Material shown:
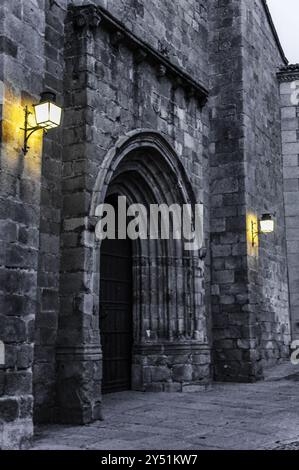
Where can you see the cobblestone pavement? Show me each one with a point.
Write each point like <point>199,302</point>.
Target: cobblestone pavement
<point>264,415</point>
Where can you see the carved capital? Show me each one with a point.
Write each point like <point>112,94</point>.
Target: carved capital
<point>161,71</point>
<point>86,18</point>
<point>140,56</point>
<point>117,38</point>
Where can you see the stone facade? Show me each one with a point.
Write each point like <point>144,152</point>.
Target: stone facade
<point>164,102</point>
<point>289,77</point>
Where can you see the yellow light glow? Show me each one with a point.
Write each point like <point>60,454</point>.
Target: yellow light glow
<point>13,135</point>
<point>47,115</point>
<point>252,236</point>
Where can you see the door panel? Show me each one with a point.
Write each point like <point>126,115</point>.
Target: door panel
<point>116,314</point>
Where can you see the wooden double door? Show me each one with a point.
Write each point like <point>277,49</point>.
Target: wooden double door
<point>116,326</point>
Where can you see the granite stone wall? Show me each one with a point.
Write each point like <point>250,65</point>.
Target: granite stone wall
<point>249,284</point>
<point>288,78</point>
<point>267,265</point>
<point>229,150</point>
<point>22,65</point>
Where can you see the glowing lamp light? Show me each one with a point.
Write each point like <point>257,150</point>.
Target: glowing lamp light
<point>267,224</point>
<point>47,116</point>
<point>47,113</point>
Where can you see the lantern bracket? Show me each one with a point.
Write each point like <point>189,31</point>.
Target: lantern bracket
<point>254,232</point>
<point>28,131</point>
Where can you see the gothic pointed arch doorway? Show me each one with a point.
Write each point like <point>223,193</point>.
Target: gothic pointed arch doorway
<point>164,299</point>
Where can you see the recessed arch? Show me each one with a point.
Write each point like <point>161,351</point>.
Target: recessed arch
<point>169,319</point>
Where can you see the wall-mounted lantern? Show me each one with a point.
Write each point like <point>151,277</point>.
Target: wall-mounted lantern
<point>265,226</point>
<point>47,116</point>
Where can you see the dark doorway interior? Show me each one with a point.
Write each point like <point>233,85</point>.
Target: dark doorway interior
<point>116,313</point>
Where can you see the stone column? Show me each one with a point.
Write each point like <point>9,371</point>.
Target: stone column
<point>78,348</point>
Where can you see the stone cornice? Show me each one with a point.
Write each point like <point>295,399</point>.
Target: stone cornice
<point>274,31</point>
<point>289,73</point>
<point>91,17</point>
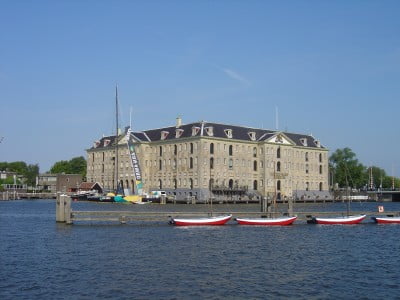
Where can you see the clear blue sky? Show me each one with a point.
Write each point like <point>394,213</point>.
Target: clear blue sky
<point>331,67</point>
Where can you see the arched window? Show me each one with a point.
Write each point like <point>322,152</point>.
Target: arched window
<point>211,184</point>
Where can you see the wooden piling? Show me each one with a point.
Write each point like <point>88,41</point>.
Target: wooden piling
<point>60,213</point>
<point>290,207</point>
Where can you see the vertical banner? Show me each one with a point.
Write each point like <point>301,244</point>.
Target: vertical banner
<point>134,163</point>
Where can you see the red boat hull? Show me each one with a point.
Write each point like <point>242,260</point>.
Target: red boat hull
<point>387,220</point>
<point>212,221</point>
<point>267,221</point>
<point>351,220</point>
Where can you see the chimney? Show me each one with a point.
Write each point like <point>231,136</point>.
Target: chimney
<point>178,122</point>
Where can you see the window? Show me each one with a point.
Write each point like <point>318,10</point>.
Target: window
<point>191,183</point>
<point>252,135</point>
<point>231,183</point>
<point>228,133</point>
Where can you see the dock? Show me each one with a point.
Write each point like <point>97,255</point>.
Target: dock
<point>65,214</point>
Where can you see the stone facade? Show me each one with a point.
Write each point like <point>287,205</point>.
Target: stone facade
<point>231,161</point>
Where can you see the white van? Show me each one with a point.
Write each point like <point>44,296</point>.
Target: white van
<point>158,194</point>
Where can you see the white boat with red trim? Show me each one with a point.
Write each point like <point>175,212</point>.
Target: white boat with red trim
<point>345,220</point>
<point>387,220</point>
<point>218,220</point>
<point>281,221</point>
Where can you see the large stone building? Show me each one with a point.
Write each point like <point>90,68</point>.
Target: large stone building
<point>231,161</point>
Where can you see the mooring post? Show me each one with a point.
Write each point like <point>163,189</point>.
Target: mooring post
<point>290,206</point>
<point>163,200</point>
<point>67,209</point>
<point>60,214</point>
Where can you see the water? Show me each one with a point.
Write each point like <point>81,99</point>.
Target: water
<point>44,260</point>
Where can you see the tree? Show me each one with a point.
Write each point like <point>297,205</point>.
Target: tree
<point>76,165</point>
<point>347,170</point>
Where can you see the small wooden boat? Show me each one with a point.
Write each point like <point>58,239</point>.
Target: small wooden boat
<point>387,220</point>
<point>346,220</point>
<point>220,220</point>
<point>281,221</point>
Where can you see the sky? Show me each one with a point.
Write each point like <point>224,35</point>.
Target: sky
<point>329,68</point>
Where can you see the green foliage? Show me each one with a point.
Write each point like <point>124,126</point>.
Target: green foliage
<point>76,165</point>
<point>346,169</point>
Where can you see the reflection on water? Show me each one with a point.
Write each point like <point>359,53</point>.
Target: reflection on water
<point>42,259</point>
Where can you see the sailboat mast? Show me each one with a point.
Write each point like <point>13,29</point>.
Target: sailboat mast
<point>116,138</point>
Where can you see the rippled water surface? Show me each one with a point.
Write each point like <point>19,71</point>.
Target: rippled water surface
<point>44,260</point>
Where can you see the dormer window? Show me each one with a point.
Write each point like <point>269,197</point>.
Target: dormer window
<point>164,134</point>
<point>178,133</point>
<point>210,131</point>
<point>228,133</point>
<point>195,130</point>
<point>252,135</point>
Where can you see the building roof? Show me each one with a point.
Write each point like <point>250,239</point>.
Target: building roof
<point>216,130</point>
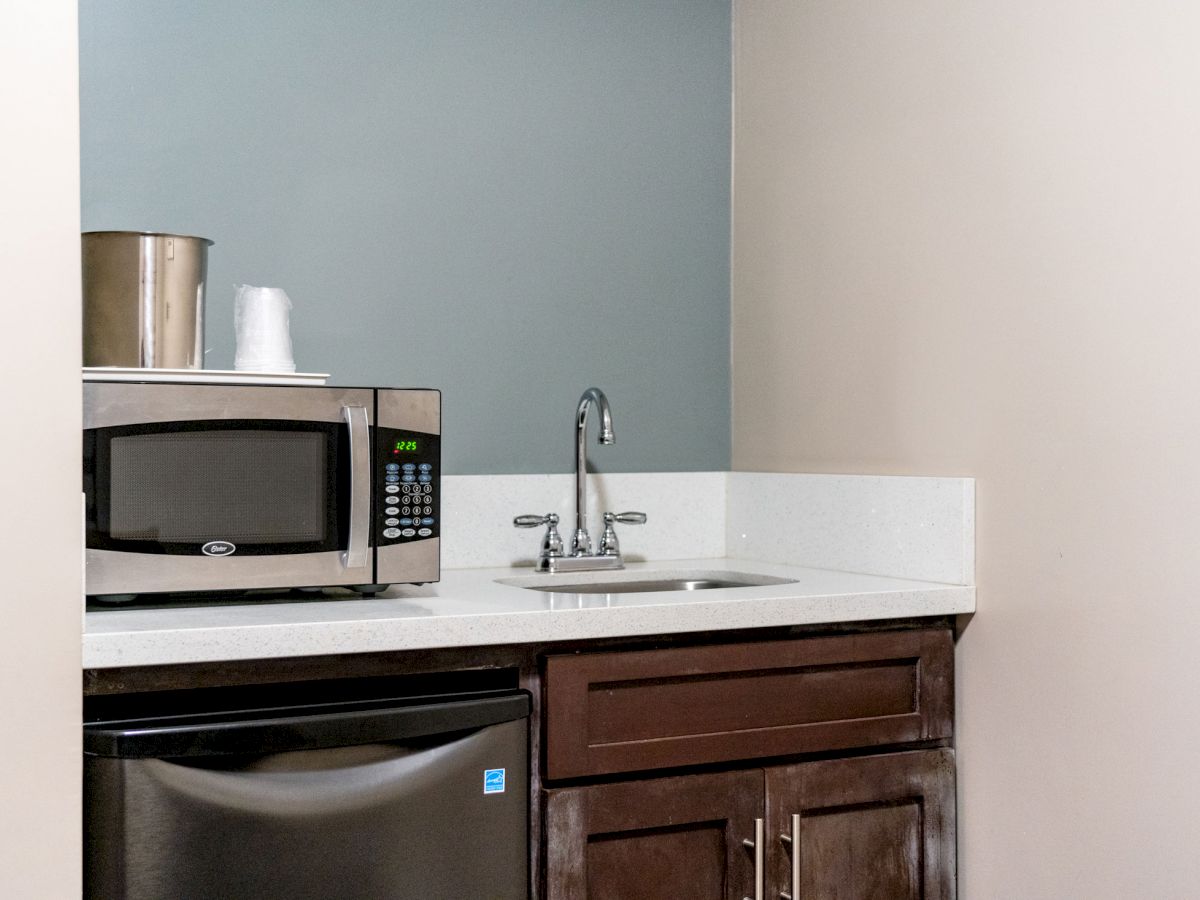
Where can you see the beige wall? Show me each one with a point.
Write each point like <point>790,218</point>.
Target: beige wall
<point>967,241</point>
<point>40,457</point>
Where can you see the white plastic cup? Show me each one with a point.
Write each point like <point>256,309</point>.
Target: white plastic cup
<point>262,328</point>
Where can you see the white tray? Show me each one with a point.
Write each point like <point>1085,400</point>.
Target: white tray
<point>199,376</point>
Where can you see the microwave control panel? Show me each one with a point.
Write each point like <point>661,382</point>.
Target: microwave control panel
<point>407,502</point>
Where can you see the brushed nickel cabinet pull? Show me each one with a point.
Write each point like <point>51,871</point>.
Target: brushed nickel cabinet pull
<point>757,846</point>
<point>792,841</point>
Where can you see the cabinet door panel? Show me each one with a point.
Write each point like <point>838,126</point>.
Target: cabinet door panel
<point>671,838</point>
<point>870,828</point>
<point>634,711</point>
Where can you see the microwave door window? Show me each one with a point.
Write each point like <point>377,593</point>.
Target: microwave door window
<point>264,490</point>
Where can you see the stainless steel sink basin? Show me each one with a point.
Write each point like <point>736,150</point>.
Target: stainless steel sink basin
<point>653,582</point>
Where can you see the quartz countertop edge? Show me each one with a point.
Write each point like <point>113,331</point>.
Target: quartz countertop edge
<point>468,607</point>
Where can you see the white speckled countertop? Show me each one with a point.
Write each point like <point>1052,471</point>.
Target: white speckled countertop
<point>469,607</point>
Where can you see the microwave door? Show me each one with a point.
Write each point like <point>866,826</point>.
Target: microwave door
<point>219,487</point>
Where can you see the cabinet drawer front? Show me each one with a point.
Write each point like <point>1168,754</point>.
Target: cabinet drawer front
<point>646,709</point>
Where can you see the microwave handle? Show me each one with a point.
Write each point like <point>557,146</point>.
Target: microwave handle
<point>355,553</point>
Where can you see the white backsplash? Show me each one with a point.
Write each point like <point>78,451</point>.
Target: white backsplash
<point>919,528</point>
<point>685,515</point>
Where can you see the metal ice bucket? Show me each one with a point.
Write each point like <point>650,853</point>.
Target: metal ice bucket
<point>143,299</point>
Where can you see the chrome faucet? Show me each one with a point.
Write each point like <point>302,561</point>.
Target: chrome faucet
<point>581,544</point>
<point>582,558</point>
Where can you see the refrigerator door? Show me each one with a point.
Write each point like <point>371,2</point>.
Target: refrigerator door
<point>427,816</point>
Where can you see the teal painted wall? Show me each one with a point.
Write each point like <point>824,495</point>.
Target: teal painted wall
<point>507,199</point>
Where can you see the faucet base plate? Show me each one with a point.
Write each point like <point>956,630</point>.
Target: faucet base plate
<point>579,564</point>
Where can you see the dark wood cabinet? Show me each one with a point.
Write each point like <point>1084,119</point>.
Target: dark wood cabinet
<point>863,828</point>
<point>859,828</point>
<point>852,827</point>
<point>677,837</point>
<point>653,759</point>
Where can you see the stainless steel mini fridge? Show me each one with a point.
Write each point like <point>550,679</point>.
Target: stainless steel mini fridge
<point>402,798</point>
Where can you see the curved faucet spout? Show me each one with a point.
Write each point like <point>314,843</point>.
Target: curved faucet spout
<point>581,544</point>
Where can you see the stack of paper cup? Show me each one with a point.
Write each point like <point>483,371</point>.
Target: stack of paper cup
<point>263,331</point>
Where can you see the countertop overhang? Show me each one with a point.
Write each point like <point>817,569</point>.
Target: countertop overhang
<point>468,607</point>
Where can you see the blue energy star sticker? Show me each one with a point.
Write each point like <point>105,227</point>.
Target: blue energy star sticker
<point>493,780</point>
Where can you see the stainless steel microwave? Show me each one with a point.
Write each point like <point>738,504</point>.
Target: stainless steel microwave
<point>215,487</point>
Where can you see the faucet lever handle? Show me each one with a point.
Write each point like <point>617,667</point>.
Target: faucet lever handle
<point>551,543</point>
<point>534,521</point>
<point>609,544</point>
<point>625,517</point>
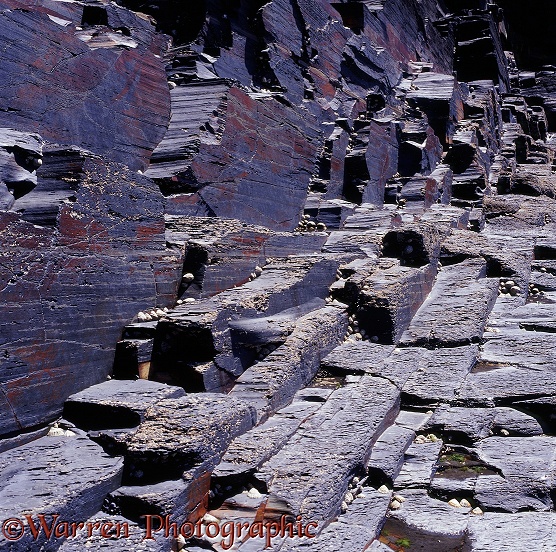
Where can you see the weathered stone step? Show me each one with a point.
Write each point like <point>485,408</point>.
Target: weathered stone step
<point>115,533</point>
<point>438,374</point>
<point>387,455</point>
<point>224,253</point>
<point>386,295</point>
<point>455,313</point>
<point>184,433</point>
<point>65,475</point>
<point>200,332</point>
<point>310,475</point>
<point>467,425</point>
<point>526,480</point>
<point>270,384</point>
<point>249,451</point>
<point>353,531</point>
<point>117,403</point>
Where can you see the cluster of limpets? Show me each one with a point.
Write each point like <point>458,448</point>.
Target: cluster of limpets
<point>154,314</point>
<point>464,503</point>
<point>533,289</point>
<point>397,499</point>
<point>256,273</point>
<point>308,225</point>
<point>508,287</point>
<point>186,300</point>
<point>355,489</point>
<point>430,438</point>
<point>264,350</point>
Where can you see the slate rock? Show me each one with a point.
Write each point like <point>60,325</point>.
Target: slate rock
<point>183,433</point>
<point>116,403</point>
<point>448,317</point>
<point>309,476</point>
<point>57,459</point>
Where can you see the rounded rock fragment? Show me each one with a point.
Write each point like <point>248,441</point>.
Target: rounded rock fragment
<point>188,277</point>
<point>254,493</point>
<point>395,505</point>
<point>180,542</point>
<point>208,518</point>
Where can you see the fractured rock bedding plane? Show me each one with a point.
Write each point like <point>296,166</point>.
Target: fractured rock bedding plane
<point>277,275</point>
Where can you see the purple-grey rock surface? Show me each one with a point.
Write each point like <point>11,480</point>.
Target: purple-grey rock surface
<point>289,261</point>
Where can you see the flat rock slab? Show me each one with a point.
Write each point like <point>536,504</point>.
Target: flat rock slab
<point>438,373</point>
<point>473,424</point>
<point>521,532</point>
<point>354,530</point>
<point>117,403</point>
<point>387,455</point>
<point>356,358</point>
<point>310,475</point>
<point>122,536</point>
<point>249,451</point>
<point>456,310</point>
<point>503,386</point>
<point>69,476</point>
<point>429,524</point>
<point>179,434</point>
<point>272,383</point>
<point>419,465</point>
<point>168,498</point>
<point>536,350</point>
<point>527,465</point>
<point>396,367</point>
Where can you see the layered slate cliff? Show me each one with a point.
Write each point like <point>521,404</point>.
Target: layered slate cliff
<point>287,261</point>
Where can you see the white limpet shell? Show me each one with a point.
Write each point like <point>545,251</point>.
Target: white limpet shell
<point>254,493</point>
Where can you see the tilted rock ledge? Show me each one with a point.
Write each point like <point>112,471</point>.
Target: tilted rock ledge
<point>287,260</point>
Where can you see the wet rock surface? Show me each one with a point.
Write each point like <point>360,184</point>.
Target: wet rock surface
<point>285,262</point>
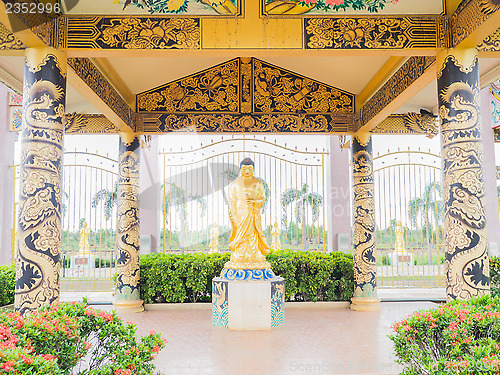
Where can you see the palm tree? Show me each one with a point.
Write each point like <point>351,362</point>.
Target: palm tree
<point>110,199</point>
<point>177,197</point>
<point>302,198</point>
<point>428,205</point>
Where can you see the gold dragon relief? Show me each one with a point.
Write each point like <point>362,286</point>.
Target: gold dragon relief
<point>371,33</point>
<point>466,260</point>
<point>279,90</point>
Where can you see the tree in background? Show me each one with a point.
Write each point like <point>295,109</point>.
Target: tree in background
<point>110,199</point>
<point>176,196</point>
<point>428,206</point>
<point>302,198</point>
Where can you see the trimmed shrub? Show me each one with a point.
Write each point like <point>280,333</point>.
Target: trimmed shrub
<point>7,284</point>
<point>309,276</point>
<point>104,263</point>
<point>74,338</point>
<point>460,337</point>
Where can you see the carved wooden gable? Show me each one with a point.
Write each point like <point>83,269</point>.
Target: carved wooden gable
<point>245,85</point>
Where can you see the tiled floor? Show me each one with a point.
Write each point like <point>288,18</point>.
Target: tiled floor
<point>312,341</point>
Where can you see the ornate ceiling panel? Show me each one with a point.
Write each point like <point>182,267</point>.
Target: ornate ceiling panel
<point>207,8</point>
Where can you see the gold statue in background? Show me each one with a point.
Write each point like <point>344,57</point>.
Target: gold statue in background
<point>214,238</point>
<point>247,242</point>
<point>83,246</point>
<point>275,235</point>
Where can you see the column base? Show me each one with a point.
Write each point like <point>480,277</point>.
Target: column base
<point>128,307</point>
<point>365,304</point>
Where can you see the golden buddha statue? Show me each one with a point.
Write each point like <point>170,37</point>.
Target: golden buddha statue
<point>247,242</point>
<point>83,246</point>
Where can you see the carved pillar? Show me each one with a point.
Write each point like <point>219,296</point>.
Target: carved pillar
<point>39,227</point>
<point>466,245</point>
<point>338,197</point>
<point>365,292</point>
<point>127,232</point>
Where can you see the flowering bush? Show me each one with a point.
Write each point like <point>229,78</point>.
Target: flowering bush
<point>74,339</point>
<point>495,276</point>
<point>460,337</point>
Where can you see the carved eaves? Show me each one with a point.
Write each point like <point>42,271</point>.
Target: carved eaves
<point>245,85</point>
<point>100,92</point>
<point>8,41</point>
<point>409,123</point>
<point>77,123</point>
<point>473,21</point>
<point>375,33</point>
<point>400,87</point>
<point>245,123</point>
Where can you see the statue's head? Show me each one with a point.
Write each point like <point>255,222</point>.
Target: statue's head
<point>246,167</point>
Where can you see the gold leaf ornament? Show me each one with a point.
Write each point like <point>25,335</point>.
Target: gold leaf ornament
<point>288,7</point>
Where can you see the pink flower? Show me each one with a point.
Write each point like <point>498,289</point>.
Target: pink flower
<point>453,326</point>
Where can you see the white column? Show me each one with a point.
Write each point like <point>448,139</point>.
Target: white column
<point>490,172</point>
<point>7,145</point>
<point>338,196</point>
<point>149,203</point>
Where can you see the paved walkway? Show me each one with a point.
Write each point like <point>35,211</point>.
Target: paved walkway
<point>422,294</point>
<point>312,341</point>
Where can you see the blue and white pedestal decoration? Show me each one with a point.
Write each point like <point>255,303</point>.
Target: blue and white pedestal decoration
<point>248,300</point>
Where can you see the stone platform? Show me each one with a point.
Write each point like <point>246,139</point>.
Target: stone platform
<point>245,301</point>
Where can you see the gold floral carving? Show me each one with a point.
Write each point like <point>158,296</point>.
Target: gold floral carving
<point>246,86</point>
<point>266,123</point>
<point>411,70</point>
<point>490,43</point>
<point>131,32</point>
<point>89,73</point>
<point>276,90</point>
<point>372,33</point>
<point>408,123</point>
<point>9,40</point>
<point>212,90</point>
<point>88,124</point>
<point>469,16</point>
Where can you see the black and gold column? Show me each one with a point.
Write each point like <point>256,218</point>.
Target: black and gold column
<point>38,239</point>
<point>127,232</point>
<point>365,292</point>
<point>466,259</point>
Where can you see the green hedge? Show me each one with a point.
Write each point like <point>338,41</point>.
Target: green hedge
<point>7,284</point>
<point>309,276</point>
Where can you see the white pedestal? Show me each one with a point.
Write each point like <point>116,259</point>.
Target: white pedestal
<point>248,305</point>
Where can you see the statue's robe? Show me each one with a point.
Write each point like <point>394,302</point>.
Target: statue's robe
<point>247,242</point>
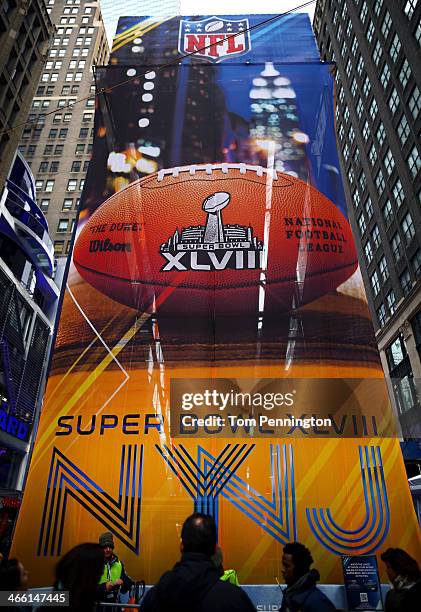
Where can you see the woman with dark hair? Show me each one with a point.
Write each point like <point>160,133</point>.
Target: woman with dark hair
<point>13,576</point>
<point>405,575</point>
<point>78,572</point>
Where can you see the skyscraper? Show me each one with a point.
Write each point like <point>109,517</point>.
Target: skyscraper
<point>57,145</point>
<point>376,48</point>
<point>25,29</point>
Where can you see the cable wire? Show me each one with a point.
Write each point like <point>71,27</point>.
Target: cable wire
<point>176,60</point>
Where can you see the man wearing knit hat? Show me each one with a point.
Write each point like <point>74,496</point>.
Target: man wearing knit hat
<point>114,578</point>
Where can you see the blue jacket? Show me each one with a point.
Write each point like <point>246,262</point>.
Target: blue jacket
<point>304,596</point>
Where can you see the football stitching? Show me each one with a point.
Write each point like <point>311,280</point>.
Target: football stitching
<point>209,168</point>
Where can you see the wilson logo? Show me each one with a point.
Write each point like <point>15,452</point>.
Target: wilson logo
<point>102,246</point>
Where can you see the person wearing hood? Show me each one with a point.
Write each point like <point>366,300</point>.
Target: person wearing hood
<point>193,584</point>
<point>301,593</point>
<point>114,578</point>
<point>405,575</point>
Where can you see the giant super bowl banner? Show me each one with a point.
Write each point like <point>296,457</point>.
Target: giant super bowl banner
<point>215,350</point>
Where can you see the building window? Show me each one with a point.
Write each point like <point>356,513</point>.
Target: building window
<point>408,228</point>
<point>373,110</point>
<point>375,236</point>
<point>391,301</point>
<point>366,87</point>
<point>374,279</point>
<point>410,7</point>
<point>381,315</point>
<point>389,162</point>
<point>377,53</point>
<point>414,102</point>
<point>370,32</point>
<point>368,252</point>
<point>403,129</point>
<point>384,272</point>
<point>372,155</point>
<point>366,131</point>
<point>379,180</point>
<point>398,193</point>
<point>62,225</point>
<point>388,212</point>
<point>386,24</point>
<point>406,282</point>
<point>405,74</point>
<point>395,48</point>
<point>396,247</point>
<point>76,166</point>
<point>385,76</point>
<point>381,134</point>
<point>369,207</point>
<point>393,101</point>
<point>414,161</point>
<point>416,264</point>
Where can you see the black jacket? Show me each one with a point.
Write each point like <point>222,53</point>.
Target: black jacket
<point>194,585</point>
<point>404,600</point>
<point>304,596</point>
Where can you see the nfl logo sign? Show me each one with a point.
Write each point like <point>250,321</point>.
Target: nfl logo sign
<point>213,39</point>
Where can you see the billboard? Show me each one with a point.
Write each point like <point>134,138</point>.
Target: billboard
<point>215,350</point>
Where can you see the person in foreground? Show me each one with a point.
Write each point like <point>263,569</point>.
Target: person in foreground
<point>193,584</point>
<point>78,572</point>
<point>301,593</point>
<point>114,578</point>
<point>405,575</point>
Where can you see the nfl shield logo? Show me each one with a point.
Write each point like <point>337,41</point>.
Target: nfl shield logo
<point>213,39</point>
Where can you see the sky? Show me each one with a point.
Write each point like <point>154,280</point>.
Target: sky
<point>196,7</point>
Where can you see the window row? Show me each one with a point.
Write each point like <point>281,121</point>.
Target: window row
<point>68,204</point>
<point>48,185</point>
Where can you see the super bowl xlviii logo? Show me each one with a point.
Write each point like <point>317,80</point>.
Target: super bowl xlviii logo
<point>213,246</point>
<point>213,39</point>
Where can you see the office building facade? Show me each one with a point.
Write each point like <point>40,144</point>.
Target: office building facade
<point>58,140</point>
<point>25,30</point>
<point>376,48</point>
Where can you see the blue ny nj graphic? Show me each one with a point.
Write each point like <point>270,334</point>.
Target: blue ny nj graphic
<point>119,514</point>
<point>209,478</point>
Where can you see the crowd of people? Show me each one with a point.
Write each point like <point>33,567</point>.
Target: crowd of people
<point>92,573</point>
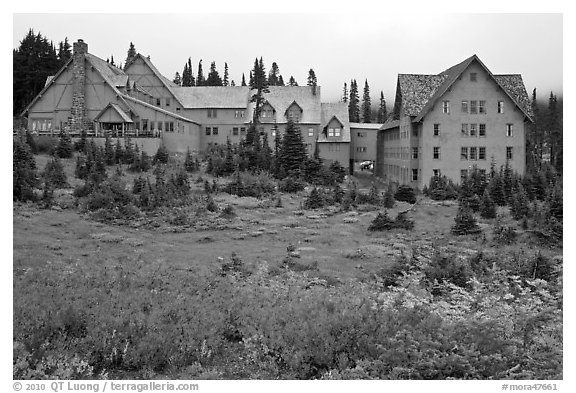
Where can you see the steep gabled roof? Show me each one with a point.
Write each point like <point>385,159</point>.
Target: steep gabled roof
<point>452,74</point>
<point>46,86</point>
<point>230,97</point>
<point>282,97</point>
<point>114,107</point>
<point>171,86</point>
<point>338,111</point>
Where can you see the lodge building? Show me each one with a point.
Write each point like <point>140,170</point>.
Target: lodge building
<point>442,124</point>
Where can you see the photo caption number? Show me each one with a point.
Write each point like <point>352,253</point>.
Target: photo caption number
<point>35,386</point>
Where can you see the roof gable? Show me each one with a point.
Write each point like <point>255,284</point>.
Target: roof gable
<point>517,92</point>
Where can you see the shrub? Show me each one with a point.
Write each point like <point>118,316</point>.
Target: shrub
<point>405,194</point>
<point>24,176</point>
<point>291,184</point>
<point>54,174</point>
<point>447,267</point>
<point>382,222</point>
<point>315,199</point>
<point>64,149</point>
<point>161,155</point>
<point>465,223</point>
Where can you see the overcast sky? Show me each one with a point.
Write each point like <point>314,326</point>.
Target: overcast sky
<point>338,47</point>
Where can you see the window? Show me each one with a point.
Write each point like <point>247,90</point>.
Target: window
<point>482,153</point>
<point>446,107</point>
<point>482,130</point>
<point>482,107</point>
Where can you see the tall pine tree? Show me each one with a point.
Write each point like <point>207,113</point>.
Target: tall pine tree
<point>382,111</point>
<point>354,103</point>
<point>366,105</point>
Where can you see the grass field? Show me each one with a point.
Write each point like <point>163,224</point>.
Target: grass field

Exercise task:
Convert the lines of the data above, starting at the line containing "Where can you see the lantern" and ending at the line containing "<point>331,67</point>", into a numbered list without blank lines. Leave the pictures out of your answer.

Output for this exercise:
1. Where can you see the lantern bracket? Show me each one with a point.
2. Write each point like <point>189,31</point>.
3. Target: lantern bracket
4. <point>254,232</point>
5. <point>28,131</point>
6. Where can you see the gothic pointed arch doorway? Show me each one with a point.
7. Write each point like <point>223,193</point>.
8. Target: gothic pointed arch doorway
9. <point>164,299</point>
10. Where can you see the recessed arch? Show me each one with a point.
11. Write each point like <point>161,351</point>.
12. Target: recessed arch
13. <point>169,319</point>
14. Where can you see the wall-mounted lantern? Show me each one with a point.
15. Write each point like <point>151,277</point>.
16. Target: wall-mounted lantern
17. <point>265,226</point>
18. <point>47,116</point>
19. Where can you see the dark doorway interior? Show me each one with a point.
20. Write each point like <point>233,85</point>.
21. Target: dark doorway interior
22. <point>116,313</point>
23. Where can you see the stone column? Show me each one with a point.
24. Write each point like <point>9,371</point>.
25. Target: stone column
26. <point>78,348</point>
27. Where can you see the stone cornice? Show me each one with a point.
28. Write each point like <point>295,399</point>.
29. Target: stone cornice
30. <point>274,31</point>
31. <point>289,73</point>
32. <point>91,17</point>
33. Where can you see the clear blue sky? Show me each one with a point.
34. Write each point like <point>394,213</point>.
35. Target: clear blue sky
36. <point>331,67</point>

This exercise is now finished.